··· Texte extrait ···

Les implications éthiques et sociales d'une administration automatisée
Au-delà des aspects techniques, cette initiative soulève des questions fondamentales sur la nature même du service public et de la démocratie. En remplaçant des fonctionnaires par des algorithmes, c'est toute une conception de l'État qui se trouve remise en question.
- Perte de l'expertise humaine: Les fonctionnaires apportent une compréhension nuancée des situations individuelles que les algorithmes peinent à reproduire.
- Risques de discrimination algorithmique: Les systèmes d'IA peuvent perpétuer ou amplifier des biais existants dans leurs décisions.
- Responsabilité et transparence: Qui sera responsable des erreurs commises par ces systèmes automatisés?
- Impact sur l'emploi: La suppression de dizaines de milliers d'emplois publics aura des conséquences économiques et sociales considérables.
- Sécurité des données: La centralisation des systèmes d'IA à Washington pose des questions de cybersécurité et de protection des données sensibles.

··· Données fournies ···

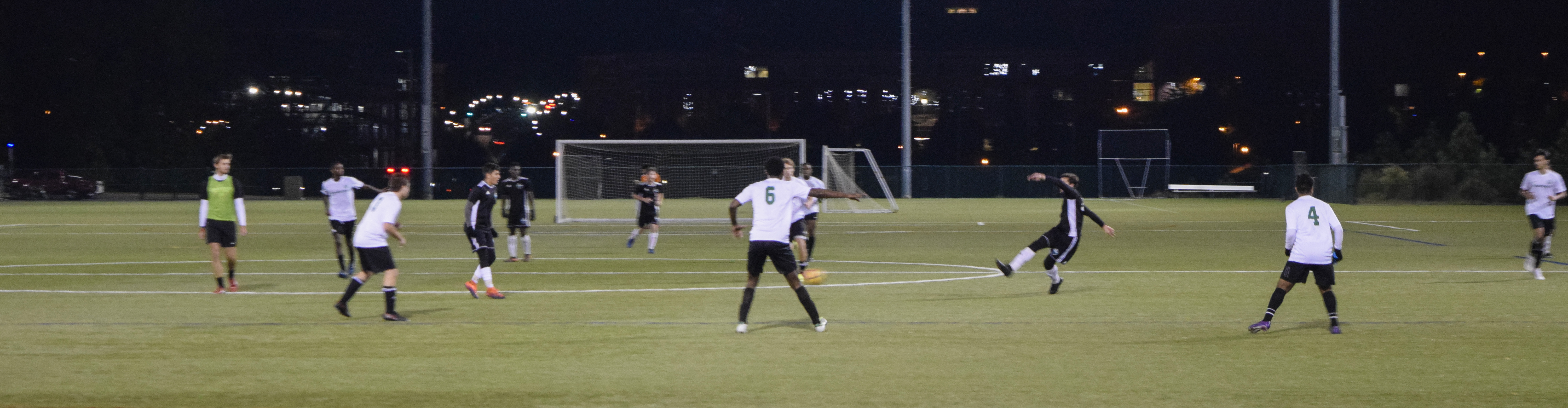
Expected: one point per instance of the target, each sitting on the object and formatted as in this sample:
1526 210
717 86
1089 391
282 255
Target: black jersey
1073 209
650 192
517 194
482 202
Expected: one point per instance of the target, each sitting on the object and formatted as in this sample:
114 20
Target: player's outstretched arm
833 194
735 223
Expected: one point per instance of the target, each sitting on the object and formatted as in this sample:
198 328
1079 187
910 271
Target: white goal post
840 173
595 178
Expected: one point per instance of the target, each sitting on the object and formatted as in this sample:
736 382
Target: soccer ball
813 277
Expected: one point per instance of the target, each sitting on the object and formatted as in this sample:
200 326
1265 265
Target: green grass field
1153 318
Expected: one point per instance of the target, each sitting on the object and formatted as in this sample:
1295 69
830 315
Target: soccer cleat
1006 269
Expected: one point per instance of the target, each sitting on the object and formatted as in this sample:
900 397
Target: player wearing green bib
222 208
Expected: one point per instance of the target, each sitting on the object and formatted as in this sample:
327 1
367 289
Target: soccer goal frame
832 167
1125 156
564 156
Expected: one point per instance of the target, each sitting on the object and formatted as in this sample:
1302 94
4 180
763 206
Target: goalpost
840 173
1130 150
595 178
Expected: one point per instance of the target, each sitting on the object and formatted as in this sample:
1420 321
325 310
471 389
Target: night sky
532 48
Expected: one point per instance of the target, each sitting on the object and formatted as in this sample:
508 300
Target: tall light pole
1337 100
906 114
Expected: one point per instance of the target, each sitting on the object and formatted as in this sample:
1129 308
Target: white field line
1381 225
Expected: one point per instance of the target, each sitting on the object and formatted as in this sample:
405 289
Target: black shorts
518 220
376 260
647 217
481 239
1536 222
1062 247
343 228
760 253
1296 272
222 233
797 230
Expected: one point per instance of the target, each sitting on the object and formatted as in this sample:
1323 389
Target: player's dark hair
1304 183
1070 178
397 183
774 167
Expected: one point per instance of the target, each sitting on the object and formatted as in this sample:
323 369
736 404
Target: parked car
51 184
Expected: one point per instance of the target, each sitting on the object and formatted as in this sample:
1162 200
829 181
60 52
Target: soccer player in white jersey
1542 189
774 203
1064 239
374 253
1313 241
338 195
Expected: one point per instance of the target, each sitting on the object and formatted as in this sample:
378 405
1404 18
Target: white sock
1023 258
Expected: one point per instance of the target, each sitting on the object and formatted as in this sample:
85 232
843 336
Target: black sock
746 303
805 300
1274 303
354 286
1334 308
391 294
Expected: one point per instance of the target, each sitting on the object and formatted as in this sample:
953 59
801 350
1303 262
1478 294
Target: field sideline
1436 307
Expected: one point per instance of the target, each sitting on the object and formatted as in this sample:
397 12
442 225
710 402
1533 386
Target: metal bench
1178 189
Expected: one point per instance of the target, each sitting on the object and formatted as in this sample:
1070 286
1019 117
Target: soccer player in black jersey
517 195
650 194
1062 239
482 236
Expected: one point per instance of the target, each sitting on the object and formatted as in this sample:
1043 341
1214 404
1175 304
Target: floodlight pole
427 187
906 114
1337 100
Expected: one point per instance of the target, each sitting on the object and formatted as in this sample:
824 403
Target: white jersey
1542 186
774 205
341 198
816 203
1312 231
383 209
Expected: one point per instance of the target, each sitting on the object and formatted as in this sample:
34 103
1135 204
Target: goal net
1134 159
595 178
843 172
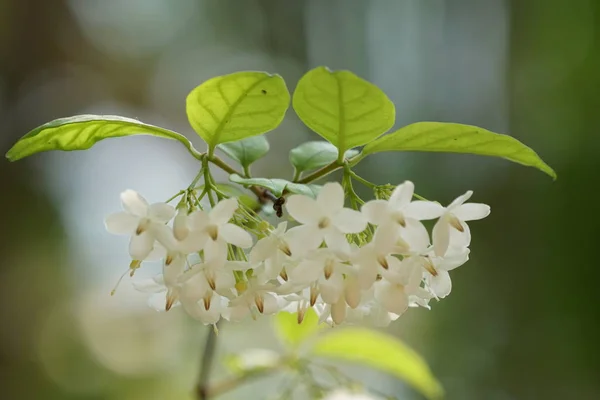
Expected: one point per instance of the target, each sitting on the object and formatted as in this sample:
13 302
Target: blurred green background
522 322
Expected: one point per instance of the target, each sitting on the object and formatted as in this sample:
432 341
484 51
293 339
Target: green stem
297 175
361 180
236 381
246 171
175 196
200 174
223 165
259 192
206 364
318 174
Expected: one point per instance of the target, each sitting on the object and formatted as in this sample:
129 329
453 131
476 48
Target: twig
206 364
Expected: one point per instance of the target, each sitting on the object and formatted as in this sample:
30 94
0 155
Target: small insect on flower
278 206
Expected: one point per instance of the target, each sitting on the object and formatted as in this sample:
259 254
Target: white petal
223 211
349 221
471 211
402 195
236 312
331 289
441 284
280 230
140 246
376 211
391 297
331 198
198 220
460 199
367 275
150 285
195 288
423 210
415 235
460 239
235 235
197 311
224 280
231 266
134 203
173 271
164 235
303 209
352 292
441 237
304 238
337 241
454 258
385 238
158 301
161 212
263 249
338 311
121 223
215 251
270 304
307 271
158 253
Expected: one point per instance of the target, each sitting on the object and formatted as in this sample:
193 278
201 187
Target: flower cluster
348 265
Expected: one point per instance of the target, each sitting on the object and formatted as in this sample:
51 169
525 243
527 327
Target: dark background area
522 321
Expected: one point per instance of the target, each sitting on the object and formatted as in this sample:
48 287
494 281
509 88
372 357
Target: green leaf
343 108
236 106
83 131
246 151
379 351
316 154
252 360
293 333
230 190
277 186
457 138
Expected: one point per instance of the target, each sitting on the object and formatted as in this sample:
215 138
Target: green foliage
277 186
343 108
235 191
457 138
236 106
246 151
293 333
380 351
313 155
83 131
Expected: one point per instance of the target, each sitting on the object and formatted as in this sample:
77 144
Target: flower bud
180 226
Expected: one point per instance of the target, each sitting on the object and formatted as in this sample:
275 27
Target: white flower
323 219
213 231
140 220
274 251
399 207
343 394
372 257
200 291
181 228
164 287
398 283
255 297
437 276
452 223
326 270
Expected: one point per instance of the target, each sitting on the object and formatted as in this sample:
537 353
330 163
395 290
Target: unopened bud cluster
348 265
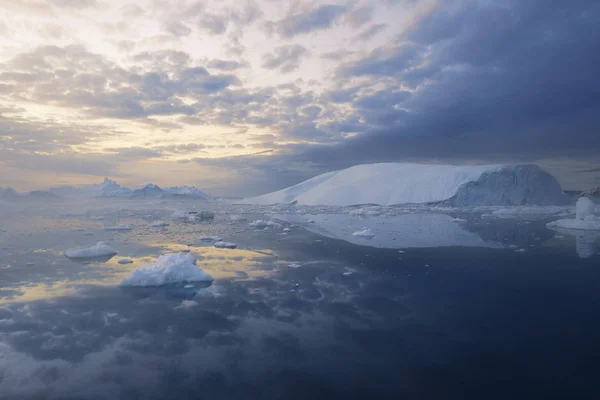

···

**Consigne de travail 1:** Traduisez en anglais cette phrase du texte sur l'administration automatisée : « Les systèmes d'IA peuvent perpétuer ou amplifier des biais existants dans leurs décisions. »
**Consigne de travail 2:** Prolongez le texte sur l'administration automatisée au-delà de sa dernière phrase.

**Réponse attendue 1:** AI systems can perpetuate or amplify existing biases in their decisions.

**Réponse attendue 2:**
L'automatisation de l'État: un phénomène mondial à surveiller
Si l'initiative américaine se distingue par son ampleur et sa radicalité, elle s'inscrit dans une tendance mondiale d'intégration de l'IA dans les administrations publiques. En France, plusieurs ministères expérimentent déjà des solutions d'intelligence artificielle pour optimiser certaines procédures administratives, mais avec une approche plus progressive et encadrée.
Le Plan France IA 2025 prévoit notamment d'utiliser l'intelligence artificielle pour améliorer l'efficacité des services publics, tout en maintenant le contrôle humain sur les décisions importantes. Cette approche, plus équilibrée, vise à tirer parti des avantages de l'IA sans sacrifier les valeurs fondamentales du service public.
Cependant, l'expérience américaine pourrait accélérer cette tendance mondiale, créant une pression concurrentielle entre les États pour réduire leurs coûts administratifs grâce à l'automatisation. Cette course à l'IA gouvernementale risque de se faire au détriment de la qualité du service public et de l'emploi.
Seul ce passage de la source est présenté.